▶ Tasks for this exercise
#1 In the article on Georgia's spring football game, how many fans does Kirby Smart say he wants at the spring game?
#2 Carry on the article about Kirby Smart's attendance goal for Georgia's spring game from its last sentence.

Credit Kirby Smart with thinking big. Georgia’s new head coach doesn’t just want to more than double attendance at UGA’s spring football game, he’s aiming for a crowd that would match or beat the A-Day record at his former employer, Alabama.
At halftime of the basketball Dawgs’ game at Stegeman Coliseum last weekend, Smart took to the court and told the crowd, “I really want to unite the Bulldog Nation right now and tell everybody — fans, crowd, students, all you guys — all this passionate energy, we expect to see this same passionate energy in Sanford Stadium come the spring game. We want 93,000 fans to come out to the spring game to support us.”
Of course, you’d expect attendance at this year’s G-Day Game on April 16 to be up, considering there’s new head coach, it will be the first chance to see Jacob Eason play in a Georgia uniform, and this year the game doesn’t conflict with the Masters in Augusta.
Still, considering last year’s record G-Day crowd was announced as the very specific 46,185 (despite the fact no one was counting as fans entered Sanford Stadium), increasing that to 93,000 is a tall order.
So tall, that the all-time record A-Day crowd at Bama, which is known for its large spring game turnouts, is only 92,310 (in 2011) and last year’s attendance in Tuscaloosa was 65,175.

▶ Data provided

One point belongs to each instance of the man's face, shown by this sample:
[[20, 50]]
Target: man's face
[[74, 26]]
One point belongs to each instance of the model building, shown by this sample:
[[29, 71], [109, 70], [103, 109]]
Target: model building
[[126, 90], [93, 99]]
--
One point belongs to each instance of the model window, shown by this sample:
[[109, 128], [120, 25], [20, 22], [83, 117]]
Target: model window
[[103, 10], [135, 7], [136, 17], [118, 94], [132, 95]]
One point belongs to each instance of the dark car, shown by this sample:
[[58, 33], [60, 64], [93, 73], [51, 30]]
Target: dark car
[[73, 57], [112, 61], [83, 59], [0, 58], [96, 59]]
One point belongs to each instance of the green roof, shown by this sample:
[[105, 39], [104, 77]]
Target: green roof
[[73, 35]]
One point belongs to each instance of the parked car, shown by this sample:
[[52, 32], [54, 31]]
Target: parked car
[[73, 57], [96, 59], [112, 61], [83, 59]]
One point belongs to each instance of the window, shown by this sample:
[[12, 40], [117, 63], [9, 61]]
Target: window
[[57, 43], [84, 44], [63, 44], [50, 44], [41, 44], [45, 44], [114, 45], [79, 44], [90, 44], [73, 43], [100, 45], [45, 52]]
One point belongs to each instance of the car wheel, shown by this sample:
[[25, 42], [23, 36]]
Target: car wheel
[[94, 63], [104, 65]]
---
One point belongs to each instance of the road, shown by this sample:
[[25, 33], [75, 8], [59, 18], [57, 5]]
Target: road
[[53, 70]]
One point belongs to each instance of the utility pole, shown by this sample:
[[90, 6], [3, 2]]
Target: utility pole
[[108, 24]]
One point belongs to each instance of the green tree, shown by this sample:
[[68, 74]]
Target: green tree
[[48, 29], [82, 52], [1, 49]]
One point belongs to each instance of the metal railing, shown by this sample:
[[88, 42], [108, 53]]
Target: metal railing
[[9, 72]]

▶ Answers by item
#1 93,000

#2
Even with free admission, filling Sanford Stadium in mid-April would be quite an accomplishment for Smart and a definite sign that Bulldog Nation really has united behind him.
However, whether Athens and UGA could handle a spring game crowd of that size is debatable, unless both the community and university were to get on board with the sort of arrangements for accommodating that many people that have been absent at spring games in the past.
Usually G-Day in Athens is a relaxed affair and you can park wherever you want on campus, but there aren’t as many lots open as there are in the fall. In addition, you don’t have all those lots in the vicinity of the stadium run by schools and churches that sell parking during the regular season.
A G-Day crowd on the order of what Athens sees in the fall also would necessitate the university and Athens-Clarke police getting out in force to direct traffic — again, something they usually don’t bother with for the spring game. (One of the worst traffic jams I’ve ever been a part of in Athens was after last year’s G-Day Game, and there was nary a cop in sight.)
Plus, inside the stadium, where seating for G-Day in the lower level is first come, first served but the upper deck has been closed in the past, UGA would need to staff up and have many more concession stands open.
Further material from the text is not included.